>> start Passage given

Tuesday, January 23, 2018

Fwd: Kick Off Your Week: Teacher and Leader Development Opportunities

---------- Forwarded message ----------
From: Supt. Christina Kishimoto <reply@hawaiidoe.org>
Date: Tue, Jan 23, 2018 at 12:24 PM
Subject: Kick Off Your Week: Teacher and Leader Development Opportunities
To: 20048903@notes.k12.hi.us


Teacher and Leader Development Opportunities

Last week I shared with you some thoughts about teacher recruitment and the desire that we must move from a recruitment and retention challenge to a highly desirable and competitive education pathway that attracts and retains educator talent in Hawai'i. An important component of a multi-faceted recruitment and retention plan is a systemic design for continuous capacity development of our staff to lead the work that results in high student achievement by ensuring quality instructional designs for our keiki. I would like to share a few thoughts about professional development and how we move toward a design where we both learn from one another, and serve as a national thought leader on education matters.

There will never be enough time to engage in all of the professional learning that we all desire in order to accomplish our work with greater knowledge and expertise. Yet, it is the commitment of all educators to be lifelong learners to improve our practice on behalf of our students; this is what makes our education community a dynamic learning environment. This is part of the allure of the education profession - we are a dynamic teaching and learning community, where employees are both teachers and learners.

As we consider our driving priorities around school design, student voice and teacher collaboration within an empowerment decision-making and accountability structure, how might we reconsider some of the driving assumptions about how we design professional development opportunities?

Who Should Be the Primary Providers of PD

One of my assumptions of practice is that we should draw upon the broad and deep expertise that we have internally at HIDOE. Our teachers and leaders around the state are engaged in model practices with tremendous impacts on student engagement and learning, and we should utilize our professional development structure as a means of sharing these practices.

We also have a diverse community of educators who bring a broad range of experiences within and outside of education as lifelong educators, second career educators, and former military, with experiences within state, in other states and internationally. So our professional development system should draw upon our collective wealth of experiences.

I have been so impressed with what I am seeing across many classrooms that I've visited over the past six months. I want to create a system where we maximize the opportunity for teachers to learn from teachers, and likewise among our other employee groups.

How We Structure Professional Development

My classroom visits give me pause to reflect on how we better design a system where we are learning from internal best practices. One consideration is to think about establishing a cadre of teacher leaders that includes representation from all of our public schools who become the voice and connection between state level leaders and the school level. This type of state to classroom connection along with an increase in site-based PD in the form of coaching, small group and teacher initiated design has the potential of increasing our opportunity to share powerful instructional practices.

>> end Passage given

Answer these about the superintendent's message on professional development:
1. Over what span of time did the superintendent visit the classrooms mentioned?
2. At which organization does the superintendent say there is broad and deep internal expertise to draw upon?
3. What forms of site-based PD are named?

>> start Data provided

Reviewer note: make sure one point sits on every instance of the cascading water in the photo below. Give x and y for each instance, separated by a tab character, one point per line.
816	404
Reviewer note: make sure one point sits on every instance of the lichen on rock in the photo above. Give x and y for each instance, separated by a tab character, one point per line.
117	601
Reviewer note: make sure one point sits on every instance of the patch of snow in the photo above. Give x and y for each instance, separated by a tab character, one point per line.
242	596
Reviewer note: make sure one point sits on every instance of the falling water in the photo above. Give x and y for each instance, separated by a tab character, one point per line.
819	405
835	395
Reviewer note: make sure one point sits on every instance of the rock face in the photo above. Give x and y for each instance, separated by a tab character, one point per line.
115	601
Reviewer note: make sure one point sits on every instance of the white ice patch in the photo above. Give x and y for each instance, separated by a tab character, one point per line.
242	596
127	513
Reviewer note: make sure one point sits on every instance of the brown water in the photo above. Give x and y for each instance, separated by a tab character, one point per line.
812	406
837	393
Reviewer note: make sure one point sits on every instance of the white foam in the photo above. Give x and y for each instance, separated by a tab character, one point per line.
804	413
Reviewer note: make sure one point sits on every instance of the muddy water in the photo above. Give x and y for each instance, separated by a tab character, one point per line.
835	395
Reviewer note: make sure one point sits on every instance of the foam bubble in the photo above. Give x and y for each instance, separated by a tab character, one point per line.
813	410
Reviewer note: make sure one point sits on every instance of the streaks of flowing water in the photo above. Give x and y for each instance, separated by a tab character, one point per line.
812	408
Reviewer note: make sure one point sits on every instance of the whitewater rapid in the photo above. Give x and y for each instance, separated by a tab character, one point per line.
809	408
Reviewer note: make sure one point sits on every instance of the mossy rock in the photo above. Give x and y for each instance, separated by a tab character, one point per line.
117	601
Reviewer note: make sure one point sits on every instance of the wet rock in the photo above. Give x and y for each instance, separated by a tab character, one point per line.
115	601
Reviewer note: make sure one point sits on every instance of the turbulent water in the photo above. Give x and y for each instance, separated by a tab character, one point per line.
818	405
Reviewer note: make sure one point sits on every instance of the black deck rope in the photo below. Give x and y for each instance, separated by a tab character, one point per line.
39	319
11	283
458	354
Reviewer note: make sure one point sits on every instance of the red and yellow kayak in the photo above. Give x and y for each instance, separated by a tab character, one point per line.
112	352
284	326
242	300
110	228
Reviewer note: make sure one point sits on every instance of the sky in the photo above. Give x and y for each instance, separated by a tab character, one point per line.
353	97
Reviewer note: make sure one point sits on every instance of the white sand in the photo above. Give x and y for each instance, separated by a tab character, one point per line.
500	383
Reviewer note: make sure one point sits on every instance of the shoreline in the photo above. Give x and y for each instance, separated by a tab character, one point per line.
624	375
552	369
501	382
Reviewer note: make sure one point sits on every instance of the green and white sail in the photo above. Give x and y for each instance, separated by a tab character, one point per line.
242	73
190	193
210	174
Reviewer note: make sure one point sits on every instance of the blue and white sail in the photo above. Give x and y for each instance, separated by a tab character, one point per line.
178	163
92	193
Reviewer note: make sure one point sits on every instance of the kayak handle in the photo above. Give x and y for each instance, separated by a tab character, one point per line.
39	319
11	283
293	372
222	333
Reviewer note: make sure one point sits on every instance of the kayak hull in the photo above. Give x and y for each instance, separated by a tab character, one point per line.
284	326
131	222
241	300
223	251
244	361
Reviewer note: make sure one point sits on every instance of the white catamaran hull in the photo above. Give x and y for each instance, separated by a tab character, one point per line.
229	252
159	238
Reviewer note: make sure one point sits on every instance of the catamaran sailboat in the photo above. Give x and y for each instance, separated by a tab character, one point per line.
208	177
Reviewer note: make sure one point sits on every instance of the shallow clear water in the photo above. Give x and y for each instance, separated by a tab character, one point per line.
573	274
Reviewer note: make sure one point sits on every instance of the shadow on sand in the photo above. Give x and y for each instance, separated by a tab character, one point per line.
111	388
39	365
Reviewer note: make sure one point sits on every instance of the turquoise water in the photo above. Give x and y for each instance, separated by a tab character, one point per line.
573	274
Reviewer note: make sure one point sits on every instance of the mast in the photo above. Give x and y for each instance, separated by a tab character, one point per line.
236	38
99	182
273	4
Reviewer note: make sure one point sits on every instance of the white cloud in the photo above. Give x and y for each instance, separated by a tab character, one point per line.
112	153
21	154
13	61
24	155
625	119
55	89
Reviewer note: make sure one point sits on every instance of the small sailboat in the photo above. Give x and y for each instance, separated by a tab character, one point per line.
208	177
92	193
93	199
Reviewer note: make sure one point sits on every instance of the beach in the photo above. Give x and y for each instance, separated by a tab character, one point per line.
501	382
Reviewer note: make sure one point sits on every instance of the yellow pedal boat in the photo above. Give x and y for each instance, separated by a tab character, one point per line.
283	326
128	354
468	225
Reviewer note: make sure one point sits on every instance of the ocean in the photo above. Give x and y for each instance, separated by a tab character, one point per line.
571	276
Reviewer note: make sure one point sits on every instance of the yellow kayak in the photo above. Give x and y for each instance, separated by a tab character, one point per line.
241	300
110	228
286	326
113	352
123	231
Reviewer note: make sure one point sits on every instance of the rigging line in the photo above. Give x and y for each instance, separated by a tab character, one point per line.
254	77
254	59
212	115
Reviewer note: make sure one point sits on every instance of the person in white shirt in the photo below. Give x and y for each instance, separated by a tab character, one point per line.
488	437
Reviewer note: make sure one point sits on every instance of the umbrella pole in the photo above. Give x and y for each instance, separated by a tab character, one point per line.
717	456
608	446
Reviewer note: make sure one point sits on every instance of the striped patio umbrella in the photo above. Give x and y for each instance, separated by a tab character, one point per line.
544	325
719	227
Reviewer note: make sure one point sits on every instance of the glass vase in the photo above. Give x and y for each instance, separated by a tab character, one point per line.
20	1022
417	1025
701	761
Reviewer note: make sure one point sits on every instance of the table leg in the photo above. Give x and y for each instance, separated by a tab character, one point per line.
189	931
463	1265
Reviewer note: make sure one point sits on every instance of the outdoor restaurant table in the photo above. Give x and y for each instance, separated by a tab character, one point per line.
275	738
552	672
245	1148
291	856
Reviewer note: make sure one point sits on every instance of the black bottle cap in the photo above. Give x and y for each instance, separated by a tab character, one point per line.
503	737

>> end Data provided

**Exercise response**
1. The past six months.
2. HIDOE.
3. Coaching, small group, and teacher initiated design.